# [Supplied text]

^^^^^^^^

Putrajaya Street Circuit is a street circuit which was first used on 22 November 2014 during the second ePrix of Formula E. The start-and-finish straight runs on one of the major highways – Persiaran Perdana, or Putrajaya Boulevard – and just north of the circuit is the Perdana Putra housing the Prime Minister's Office. The track is  in length and features 12 turns. It was designed by British architect Simon Gibbons, who brought experience of nine years with FOM as circuit planning manager and more recently played a significant role in the rowing and canoeing venue for the London 2012 Olympic and Paralympic Games.

^^^^^^^^

# [Data section]
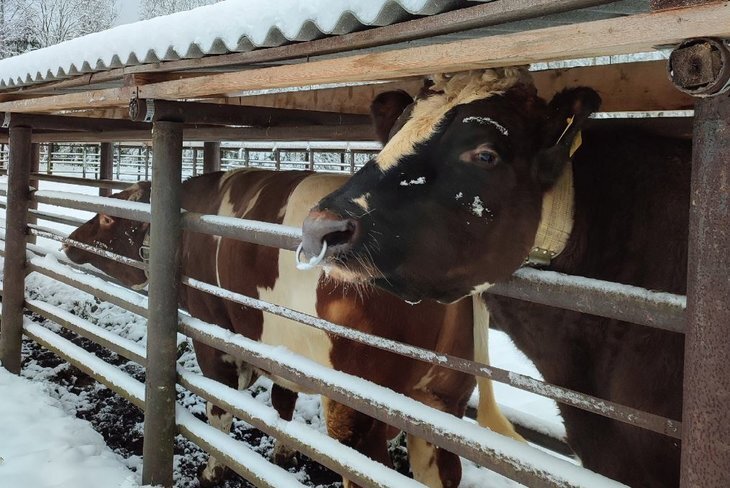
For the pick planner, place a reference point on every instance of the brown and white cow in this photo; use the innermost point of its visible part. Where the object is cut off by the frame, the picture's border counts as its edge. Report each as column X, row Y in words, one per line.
column 269, row 274
column 478, row 177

^^^^^^^^

Can you transcribe the stretch of the Putrajaya Street Circuit text from "Putrajaya Street Circuit" through "and Paralympic Games."?

# [Exercise solution]
Putrajaya Street Circuit is a street circuit which was first used on 22 November 2014 during the second ePrix of Formula E. The start-and-finish straight runs on one of the major highways – Persiaran Perdana, or Putrajaya Boulevard – and just north of the circuit is the Perdana Putra housing the Prime Minister's Office. The track is  in length and features 12 turns. It was designed by British architect Simon Gibbons, who brought experience of nine years with FOM as circuit planning manager and more recently played a significant role in the rowing and canoeing venue for the London 2012 Olympic and Paralympic Games.